* TO BE DONE:
Reproduce each of the lines word for word.

* DATA FOR THIS TASK:
※

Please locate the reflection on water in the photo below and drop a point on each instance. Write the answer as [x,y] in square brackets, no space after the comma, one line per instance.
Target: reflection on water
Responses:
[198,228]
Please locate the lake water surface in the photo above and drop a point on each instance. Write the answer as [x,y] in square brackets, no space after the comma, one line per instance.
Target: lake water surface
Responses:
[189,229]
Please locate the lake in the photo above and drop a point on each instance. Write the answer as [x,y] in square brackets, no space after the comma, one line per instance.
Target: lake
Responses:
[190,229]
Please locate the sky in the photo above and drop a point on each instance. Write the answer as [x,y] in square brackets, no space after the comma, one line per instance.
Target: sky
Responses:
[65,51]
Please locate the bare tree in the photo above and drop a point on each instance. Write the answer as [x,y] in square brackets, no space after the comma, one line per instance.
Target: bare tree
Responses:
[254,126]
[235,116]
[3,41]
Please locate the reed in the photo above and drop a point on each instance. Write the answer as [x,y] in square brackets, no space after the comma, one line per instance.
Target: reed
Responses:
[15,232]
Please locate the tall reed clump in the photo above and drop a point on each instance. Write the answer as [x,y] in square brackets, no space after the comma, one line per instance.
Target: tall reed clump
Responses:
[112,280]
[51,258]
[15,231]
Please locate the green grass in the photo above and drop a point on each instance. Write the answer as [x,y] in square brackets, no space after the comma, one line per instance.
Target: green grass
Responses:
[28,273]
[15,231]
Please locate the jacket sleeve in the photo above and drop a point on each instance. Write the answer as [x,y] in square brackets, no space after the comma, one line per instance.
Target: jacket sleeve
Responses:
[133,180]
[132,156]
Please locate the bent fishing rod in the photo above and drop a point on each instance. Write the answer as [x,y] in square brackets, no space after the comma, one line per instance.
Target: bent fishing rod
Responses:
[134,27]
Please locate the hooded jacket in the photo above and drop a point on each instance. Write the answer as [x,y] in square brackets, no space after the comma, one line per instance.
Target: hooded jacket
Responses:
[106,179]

※

* RESPONSE:
Please locate the reflection on water in the photo below and drop a point on each instance. Write the answer as [x,y] in square brackets, no space after the comma, one line per instance.
Target: reflection on water
Responses:
[198,228]
Please locate the lake water surface in the photo above and drop a point on each instance. Write the answer as [x,y] in square brackets, no space after the comma, one line per instance.
Target: lake water surface
Responses:
[189,229]
Please locate the lake in the photo above and drop a point on each instance. Write the answer as [x,y] in square brackets, no space after the comma, one line per instance.
Target: lake
Responses:
[190,229]
Please locate the sky in the photo above and drop a point on each instance. Write the answer as [x,y] in square brackets, no space after the comma, one line per instance.
Target: sky
Responses:
[65,51]
Please locate the bare tree in the photo above and drop a point on each instance. Write the answer as [x,y] in square brackets, no space after the comma, one line per instance.
Target: bare tree
Responses:
[254,126]
[235,116]
[3,41]
Please locate the reed in the photo above and drop a point on each instance. Write the answer as [x,y] in square brackets, no space after the comma, one line per instance.
Target: reed
Responses:
[15,232]
Please locate the tall reed clump in the photo above and drop a point on each instance. Write the answer as [x,y] in square brackets, no space after the comma, one line per instance.
Target: tall reed clump
Responses:
[112,280]
[51,258]
[15,231]
Please locate the green grass in the photo above and drop a point on each instance. Write the answer as [x,y] in square brackets, no space after the comma, one line per instance.
Target: green grass
Responses:
[28,273]
[15,231]
Please locate the jacket sleeve in the photo above and drop a point on each instance. Write the answer as [x,y] in square brackets, no space after the comma, one line per instance.
Target: jacket sleeve
Responses:
[133,180]
[132,156]
Please locate the bent fishing rod in the photo above and drop a point on each instance. Write the answer as [x,y] in square brackets, no space after the comma, one line per instance.
Target: bent fishing rod
Responses:
[134,27]
Please locate the hooded jacket in the photo above and drop a point on each instance. Write the answer as [x,y] in square brackets, no space after the comma, one line per instance.
Target: hooded jacket
Responses:
[106,179]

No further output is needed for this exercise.